## TASK ITEM
Once you have read the data below, print all of it exactly.

────

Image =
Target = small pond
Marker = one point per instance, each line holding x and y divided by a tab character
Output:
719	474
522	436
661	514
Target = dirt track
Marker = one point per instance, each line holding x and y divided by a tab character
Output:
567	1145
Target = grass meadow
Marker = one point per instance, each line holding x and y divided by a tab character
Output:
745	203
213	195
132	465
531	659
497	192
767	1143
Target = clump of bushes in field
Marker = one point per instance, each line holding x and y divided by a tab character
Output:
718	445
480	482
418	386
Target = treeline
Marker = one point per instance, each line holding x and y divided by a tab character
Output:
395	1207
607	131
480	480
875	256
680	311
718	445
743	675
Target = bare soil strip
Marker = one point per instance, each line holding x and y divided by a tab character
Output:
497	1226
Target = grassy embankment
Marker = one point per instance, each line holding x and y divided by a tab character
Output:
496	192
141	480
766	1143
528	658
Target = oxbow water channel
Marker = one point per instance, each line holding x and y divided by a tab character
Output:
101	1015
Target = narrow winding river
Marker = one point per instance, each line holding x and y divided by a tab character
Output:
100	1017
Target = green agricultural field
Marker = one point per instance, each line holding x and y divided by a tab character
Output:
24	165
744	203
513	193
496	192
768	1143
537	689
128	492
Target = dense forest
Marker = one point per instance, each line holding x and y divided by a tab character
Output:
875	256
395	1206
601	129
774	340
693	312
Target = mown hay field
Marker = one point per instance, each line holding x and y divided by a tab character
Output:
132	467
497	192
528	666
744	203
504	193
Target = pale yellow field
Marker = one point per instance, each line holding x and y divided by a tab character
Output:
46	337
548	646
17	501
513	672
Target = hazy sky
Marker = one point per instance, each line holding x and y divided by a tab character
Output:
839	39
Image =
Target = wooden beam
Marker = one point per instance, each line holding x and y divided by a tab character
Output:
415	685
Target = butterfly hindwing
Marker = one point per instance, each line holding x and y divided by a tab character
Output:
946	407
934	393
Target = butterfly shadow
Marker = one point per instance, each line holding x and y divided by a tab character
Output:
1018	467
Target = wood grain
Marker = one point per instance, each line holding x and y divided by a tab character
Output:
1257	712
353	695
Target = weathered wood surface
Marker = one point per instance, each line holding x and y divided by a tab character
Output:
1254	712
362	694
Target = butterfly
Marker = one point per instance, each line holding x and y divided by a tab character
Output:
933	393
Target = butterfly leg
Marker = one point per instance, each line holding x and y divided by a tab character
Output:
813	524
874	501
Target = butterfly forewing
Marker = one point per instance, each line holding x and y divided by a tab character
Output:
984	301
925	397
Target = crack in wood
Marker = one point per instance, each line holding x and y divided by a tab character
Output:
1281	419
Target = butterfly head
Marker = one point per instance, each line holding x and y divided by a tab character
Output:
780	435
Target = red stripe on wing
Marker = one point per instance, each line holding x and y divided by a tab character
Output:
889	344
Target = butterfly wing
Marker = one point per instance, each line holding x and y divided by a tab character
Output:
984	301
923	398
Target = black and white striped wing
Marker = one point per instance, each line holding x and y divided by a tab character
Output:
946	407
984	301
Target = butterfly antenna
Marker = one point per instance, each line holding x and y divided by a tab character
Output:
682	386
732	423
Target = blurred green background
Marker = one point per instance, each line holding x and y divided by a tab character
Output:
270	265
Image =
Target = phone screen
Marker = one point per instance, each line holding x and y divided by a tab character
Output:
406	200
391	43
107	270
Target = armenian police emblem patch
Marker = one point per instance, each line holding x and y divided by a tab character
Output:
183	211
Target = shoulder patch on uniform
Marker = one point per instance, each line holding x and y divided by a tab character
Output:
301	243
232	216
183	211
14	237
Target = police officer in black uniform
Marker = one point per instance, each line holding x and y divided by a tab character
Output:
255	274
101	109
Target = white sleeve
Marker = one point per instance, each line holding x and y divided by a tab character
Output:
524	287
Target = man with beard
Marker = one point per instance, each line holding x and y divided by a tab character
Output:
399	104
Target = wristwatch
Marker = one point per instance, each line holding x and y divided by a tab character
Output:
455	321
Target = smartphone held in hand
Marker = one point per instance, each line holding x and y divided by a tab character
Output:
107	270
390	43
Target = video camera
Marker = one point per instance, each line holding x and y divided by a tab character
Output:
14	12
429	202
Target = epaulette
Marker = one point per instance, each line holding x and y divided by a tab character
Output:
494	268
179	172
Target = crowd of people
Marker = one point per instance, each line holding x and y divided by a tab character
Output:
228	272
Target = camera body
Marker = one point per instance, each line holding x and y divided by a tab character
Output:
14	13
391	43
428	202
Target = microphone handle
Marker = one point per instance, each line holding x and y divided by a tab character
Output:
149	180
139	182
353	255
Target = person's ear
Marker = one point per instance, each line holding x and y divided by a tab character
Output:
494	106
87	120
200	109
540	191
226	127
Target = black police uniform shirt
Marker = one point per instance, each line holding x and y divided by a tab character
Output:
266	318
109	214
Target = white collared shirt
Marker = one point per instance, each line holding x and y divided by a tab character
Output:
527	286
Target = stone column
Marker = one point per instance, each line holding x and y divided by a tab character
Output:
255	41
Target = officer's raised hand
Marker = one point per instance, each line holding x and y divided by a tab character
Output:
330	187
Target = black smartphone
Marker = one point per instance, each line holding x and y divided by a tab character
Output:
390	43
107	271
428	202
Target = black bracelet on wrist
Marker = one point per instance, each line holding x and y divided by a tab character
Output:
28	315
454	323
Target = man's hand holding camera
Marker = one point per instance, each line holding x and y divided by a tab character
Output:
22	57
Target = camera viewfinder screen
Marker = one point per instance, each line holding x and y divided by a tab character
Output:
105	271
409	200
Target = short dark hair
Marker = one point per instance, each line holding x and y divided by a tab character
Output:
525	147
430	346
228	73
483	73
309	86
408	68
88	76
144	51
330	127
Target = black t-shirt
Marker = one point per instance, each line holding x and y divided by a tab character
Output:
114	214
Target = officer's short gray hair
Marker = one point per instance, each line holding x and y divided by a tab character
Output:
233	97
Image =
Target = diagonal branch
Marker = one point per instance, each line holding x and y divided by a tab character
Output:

────

## TASK RESPONSE
Image =
Target = small pond
Marker = one point per instance, each line holding x and y divided by a tab character
Output:
719	474
522	436
661	514
Target = dirt track
Marker = one point per instance, each line holding x and y divided by a tab character
Output:
567	1145
Target = grass meadow
Marker = one point per instance, each line holding x and y divided by a tab character
Output:
745	203
213	195
132	465
531	659
497	192
767	1143
Target = clump of bushes in field
Marker = one point per instance, each line holding x and y divided by a tab character
Output:
718	445
480	482
418	386
Target = treeline
Marker = one point per instance, each line holding x and y divided by a tab character
Output:
395	1207
607	131
480	480
875	256
680	311
718	445
743	675
Target = bare soil strip
Marker = one point per instance, each line holding x and y divided by a tab character
Output:
497	1226
Target = grassy embankment
Marker = one point per instance, each line holding x and y divided by a tab character
Output:
496	192
141	480
766	1143
528	658
Target = oxbow water channel
Marker = one point per instance, each line holding x and y divided by a tab character
Output:
101	1015
Target = narrow winding river
Marker = one point per instance, each line holding x and y divided by a tab character
Output:
100	1017
Target = green agricultural field
Marker = one point per instance, each line holding x and y divided by a tab character
Output:
24	165
744	203
513	193
496	192
768	1143
537	689
128	492
Target = dense forest
Marker = one point per instance, each line holding x and y divided by a tab character
Output:
875	256
395	1206
601	129
774	340
693	312
Target = mown hay field
Marker = one point per instance, each line holding x and y divided by a tab character
Output:
132	467
497	192
528	666
744	203
504	193
Target = pale yellow field
Marker = one point per instance, each line holding x and y divided by a tab character
Output:
46	337
548	646
17	501
513	672
Target = hazy sky
Marker = one point per instance, each line holding x and y divided by a tab character
Output:
839	39
Image =
Target = wooden beam
Marker = one point per instance, each line holding x and y divided by a tab character
Output:
415	685
Target = butterfly hindwing
Marker = one point per instance, each line holding x and y divided by a tab character
Output:
946	407
934	393
Target = butterfly shadow
Marker = one point per instance, each line holding x and y divided by a tab character
Output:
1018	467
Target = wood grain
Marker = one point per instance, each line holding x and y divided by a tab character
Output:
1257	712
353	695
Target = weathered wood surface
Marker = one point per instance, each line holding x and y divided by a tab character
Output:
1254	712
362	694
Target = butterfly
Marker = one point per instance, each line holding x and y divided by a tab character
Output:
933	393
Target = butterfly leg
Marker = one point per instance, each line holding x and y divided by a tab character
Output:
813	524
874	501
Target = butterfly forewing
Marker = one point per instance, each line holding x and y divided by a tab character
Output:
984	301
925	397
Target = crack in wood
Marker = one point per instance, each line holding x and y divided by a tab character
Output:
1281	419
Target = butterfly head
Marker = one point per instance, each line holding x and y divided by a tab character
Output:
780	435
Target = red stripe on wing
Marker = one point per instance, each line holding x and y divided by a tab character
Output:
889	344
Target = butterfly wing
Marker = one point per instance, each line holding x and y divided by a tab character
Output:
984	301
923	398
Target = black and white striped wing
Marker = one point per instance, each line holding x and y divided by a tab character
Output:
946	407
984	301
Target = butterfly antenna
Marker = one point per instance, each line holding x and y divided by a tab character
Output:
682	386
732	423
Target = blurred green background
Marker = one point per instance, each line holding x and y divided by a tab character
Output:
270	265
Image =
Target = phone screen
Marker = one point per instance, each line holding x and y divided by a tab character
Output:
406	200
391	43
107	270
Target = armenian police emblem patch
Marker = one point per instance, each line holding x and y divided by a tab character
Output:
183	211
Target = shoulder patch on uniform
Marker = one point per instance, each line holding x and y divided by a tab character
Output:
301	243
232	216
183	211
14	237
Target = police officer in black uniform
Marker = one point per instance, each line holding x and y divided by a tab character
Output:
255	274
101	109
Target = white sleeve
Marker = one point per instance, each line holding x and y divided by a tab character
Output:
524	287
Target = man with beard
Marker = one point per instance, each line holding x and y divided by a tab character
Output:
399	104
Target = wristwatch
Marker = one point per instance, each line holding x and y divided by a tab character
Output:
455	321
Target = smartphone held in hand
Marker = one point per instance, each line holding x and y divided by a tab character
Output:
107	270
390	43
Target = video camera
Marker = one point per instance, each line holding x and y divided by a tab character
Output:
14	12
429	202
Target = epaulette
Marker = one point per instance, each line holding x and y divided by a tab character
Output:
494	268
179	172
Target = crowd of people
Marker = one point per instance, each line holding x and y divided by a tab character
Output:
228	272
Target = camera body
Marker = one point per instance, each line holding x and y divided by a tab character
Output:
14	13
391	43
428	202
Target = microphone handle
Marker = one point per instance, each line holding x and y divided by a tab character
Output:
149	180
139	182
353	255
Target = person's ear
Marker = one point per instance, each line holding x and y divided by a tab character
Output:
494	106
87	120
200	109
540	191
226	127
Target = black police uniform shirt
Marker = one point per instance, each line holding x and y divided by a tab character
Output:
266	318
109	214
Target = white collared shirt
Marker = one point per instance, each line holding x and y divided by a tab character
Output:
527	286
Target = stone column
Marker = one point per instance, each line holding x and y divided by a tab character
Output:
255	41
Target = officer's raised hand
Marker = one point per instance, each line holding x and y divided by a tab character
Output:
330	187
Target = black smartphone
Marker = one point per instance, each line holding x and y divided by a tab character
Output:
390	43
107	271
428	202
Target = black bracelet on wrist
Marker = one point per instance, each line holding x and y divided by a tab character
Output:
28	315
454	323
Target = man's hand holding camera
Marker = one point per instance, each line holding x and y divided by a tab character
Output:
22	57
Target = camera viewfinder screen
Marker = one point per instance, each line holding x and y divided by a tab character
Output:
105	271
409	200
Target = short dark hair
Marker = one point per instance, each line holding x and y divided by a tab character
Output:
525	147
430	346
228	73
483	73
309	86
408	68
88	76
144	51
330	127
Target = black t-shirt
Marker = one point per instance, each line holding x and y divided by a tab character
Output:
114	214
Target = officer's short gray hair
Marker = one point per instance, each line holding x and y divided by a tab character
Output:
233	97
Image =
Target = diagonal branch
Marker = one point per instance, each line holding x and y divided by a tab character
Output:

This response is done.